Please turn the part of the records below that starts with the line containing "Could you point out the dirt" and continues through the end of the records into a JSON list of strings, one string per line, leaving out blank lines.

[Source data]

▼▼▼

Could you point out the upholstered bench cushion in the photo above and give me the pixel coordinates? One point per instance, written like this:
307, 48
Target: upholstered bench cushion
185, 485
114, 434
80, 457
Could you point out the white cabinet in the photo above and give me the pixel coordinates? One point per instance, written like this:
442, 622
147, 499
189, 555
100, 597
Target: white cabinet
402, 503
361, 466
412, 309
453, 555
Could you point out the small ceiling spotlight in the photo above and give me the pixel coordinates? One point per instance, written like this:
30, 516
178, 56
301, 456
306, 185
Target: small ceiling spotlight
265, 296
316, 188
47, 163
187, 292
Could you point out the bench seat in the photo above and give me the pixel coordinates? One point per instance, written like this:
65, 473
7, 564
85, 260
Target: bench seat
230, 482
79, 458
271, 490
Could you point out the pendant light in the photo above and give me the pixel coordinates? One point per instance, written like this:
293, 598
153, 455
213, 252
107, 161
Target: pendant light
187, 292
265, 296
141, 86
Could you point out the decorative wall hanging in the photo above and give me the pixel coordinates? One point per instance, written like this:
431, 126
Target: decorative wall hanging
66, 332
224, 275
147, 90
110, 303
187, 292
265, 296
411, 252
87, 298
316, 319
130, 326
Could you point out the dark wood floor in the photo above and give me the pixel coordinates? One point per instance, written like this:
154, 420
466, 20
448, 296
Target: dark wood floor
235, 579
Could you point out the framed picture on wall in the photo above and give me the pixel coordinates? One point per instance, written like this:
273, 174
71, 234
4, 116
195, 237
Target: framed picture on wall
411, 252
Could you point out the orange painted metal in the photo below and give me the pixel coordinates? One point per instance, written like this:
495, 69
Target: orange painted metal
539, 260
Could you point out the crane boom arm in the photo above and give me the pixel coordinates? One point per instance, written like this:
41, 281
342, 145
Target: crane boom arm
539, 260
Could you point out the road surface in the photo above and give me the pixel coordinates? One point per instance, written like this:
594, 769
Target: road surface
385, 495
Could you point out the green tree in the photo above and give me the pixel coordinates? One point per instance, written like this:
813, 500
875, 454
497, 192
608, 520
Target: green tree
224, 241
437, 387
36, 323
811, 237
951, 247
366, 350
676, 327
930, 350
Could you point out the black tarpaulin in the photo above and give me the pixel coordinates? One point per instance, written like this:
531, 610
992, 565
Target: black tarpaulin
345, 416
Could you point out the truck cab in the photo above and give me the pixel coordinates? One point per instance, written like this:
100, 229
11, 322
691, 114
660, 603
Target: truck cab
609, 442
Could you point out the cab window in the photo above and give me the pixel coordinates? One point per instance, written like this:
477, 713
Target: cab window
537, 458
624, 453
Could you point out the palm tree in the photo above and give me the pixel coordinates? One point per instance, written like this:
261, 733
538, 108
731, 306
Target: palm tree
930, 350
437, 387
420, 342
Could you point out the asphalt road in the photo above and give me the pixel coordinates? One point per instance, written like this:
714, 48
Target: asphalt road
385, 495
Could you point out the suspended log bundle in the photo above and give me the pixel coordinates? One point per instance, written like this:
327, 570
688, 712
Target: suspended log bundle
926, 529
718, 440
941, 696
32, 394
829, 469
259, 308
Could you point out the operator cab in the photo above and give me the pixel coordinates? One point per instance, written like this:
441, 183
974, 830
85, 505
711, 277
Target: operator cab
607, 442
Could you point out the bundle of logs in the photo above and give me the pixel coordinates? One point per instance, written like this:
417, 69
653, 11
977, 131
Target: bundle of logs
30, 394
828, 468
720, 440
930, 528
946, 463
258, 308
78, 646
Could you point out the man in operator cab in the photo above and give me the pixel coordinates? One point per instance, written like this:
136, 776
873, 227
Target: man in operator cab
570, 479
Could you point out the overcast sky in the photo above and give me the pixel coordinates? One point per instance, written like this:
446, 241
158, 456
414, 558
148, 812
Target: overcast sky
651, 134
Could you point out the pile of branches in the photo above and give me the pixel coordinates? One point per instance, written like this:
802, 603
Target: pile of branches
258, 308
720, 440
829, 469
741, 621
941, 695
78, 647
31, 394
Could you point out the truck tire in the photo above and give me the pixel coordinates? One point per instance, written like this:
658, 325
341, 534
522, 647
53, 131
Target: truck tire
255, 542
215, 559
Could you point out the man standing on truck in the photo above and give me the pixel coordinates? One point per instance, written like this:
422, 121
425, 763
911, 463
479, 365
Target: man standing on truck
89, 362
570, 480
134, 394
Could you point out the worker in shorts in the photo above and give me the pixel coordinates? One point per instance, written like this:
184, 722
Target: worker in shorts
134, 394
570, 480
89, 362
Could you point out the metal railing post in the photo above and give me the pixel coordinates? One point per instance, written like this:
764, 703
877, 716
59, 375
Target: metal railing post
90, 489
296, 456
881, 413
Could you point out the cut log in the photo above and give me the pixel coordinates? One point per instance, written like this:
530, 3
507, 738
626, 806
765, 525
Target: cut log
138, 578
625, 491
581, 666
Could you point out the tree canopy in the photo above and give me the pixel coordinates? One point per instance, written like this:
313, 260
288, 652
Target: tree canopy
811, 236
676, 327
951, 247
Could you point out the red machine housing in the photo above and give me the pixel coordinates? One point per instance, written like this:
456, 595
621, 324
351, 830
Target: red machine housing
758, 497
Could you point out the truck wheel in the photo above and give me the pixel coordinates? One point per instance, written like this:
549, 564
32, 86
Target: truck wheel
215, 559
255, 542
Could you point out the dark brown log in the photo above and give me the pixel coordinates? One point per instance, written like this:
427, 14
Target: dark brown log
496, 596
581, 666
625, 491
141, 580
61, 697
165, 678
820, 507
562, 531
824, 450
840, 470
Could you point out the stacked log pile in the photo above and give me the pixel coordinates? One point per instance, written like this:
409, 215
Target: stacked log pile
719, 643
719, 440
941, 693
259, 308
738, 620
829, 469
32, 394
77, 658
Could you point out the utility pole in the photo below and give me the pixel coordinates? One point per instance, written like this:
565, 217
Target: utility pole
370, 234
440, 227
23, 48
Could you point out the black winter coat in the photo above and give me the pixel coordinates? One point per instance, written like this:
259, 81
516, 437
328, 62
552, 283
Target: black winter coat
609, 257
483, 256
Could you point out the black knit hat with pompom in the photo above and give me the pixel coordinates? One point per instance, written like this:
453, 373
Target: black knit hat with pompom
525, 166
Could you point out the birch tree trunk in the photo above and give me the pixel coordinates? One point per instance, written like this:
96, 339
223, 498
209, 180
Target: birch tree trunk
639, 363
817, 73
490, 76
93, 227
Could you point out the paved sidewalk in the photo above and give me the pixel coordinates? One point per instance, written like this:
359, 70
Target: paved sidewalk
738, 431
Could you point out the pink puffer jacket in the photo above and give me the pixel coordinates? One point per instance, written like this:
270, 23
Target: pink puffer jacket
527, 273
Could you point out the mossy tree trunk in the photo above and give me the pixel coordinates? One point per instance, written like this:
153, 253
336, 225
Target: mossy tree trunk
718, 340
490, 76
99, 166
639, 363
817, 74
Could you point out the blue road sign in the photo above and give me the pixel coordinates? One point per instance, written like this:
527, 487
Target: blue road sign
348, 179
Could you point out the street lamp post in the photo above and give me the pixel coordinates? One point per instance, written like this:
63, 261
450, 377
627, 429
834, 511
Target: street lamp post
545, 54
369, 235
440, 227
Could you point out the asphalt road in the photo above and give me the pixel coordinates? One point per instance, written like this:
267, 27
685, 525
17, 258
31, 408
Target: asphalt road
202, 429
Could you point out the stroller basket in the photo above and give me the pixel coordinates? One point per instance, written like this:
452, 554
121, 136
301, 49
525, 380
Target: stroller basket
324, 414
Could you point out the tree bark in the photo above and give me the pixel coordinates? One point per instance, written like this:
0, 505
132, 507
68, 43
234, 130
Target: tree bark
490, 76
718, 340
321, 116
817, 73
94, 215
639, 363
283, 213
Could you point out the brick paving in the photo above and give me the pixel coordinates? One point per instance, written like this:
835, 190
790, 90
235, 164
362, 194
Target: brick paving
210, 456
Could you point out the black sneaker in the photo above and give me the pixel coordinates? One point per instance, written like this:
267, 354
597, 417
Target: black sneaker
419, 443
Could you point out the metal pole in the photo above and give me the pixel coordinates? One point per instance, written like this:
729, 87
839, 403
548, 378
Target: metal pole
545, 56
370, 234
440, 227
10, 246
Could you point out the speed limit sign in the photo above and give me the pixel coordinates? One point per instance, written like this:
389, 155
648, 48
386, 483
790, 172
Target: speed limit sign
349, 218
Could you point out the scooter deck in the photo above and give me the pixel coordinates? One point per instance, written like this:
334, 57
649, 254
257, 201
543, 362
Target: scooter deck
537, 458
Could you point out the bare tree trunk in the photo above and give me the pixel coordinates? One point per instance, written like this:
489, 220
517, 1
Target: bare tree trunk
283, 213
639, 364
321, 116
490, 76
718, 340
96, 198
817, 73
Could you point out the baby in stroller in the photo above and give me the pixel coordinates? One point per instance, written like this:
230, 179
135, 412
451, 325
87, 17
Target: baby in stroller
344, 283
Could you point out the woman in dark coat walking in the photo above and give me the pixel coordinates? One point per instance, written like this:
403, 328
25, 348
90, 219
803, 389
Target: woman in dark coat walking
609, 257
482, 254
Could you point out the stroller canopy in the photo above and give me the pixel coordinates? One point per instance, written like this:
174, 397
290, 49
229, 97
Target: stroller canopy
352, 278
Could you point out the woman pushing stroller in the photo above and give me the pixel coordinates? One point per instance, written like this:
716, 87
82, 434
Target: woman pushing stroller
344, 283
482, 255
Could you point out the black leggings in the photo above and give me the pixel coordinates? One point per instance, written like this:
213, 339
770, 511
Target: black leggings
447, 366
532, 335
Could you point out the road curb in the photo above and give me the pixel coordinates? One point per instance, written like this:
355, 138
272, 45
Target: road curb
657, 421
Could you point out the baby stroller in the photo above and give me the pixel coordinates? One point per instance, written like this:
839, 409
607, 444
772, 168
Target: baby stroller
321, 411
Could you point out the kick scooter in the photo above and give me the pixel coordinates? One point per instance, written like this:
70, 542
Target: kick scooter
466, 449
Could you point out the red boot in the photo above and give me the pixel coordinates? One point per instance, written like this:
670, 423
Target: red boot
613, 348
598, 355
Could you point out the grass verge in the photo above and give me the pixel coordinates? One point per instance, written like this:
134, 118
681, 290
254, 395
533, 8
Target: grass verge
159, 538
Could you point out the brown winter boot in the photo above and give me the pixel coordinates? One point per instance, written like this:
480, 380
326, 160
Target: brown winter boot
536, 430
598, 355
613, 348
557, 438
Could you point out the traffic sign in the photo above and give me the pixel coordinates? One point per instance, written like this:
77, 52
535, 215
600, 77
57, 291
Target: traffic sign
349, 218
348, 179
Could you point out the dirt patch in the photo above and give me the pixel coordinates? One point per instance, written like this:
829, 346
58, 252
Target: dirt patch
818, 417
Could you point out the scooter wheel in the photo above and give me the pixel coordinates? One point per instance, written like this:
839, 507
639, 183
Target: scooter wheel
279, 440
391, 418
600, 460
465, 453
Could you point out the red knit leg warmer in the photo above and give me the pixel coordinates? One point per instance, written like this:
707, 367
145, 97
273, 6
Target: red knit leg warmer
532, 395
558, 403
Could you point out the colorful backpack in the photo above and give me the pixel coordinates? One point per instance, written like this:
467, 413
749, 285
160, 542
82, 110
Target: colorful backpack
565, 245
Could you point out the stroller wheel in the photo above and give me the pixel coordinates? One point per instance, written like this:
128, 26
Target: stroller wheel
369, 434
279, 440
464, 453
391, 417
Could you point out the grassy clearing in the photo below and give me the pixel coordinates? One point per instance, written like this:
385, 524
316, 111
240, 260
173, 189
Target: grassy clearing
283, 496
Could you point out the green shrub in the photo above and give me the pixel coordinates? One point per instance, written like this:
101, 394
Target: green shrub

▲▲▲

**Answer to the task**
[
  "Could you point out the dirt patch in the photo above and give me the pixel coordinates? One point per instance, written like this:",
  "829, 346",
  "58, 252",
  "Target: dirt patch",
  "818, 417",
  "Could you point out the scooter wheel in the photo above and give me the pixel coordinates? One point per instance, written like this:",
  "839, 507",
  "639, 183",
  "Target: scooter wheel",
  "279, 440",
  "391, 418",
  "600, 460",
  "465, 453",
  "Could you point out the red knit leg warmer in the photo above and give me the pixel coordinates? One point per instance, written like this:",
  "707, 367",
  "145, 97",
  "273, 6",
  "Target: red knit leg warmer",
  "532, 395",
  "558, 403",
  "Could you point out the colorful backpack in the photo above and give me the pixel coordinates? One point per instance, written like this:",
  "467, 413",
  "749, 285",
  "160, 542",
  "82, 110",
  "Target: colorful backpack",
  "565, 245",
  "Could you point out the stroller wheel in the photo above and give me the pixel coordinates? One point per instance, written like this:",
  "128, 26",
  "Target: stroller wheel",
  "369, 434",
  "279, 440",
  "464, 453",
  "391, 417",
  "Could you point out the grassy clearing in the photo below and give me the pixel coordinates? One point per instance, written like this:",
  "385, 524",
  "316, 111",
  "240, 260",
  "173, 189",
  "Target: grassy clearing",
  "283, 496",
  "Could you point out the green shrub in the photo above and give me the pixel coordinates? One point per instance, written like this:",
  "101, 394",
  "Target: green shrub"
]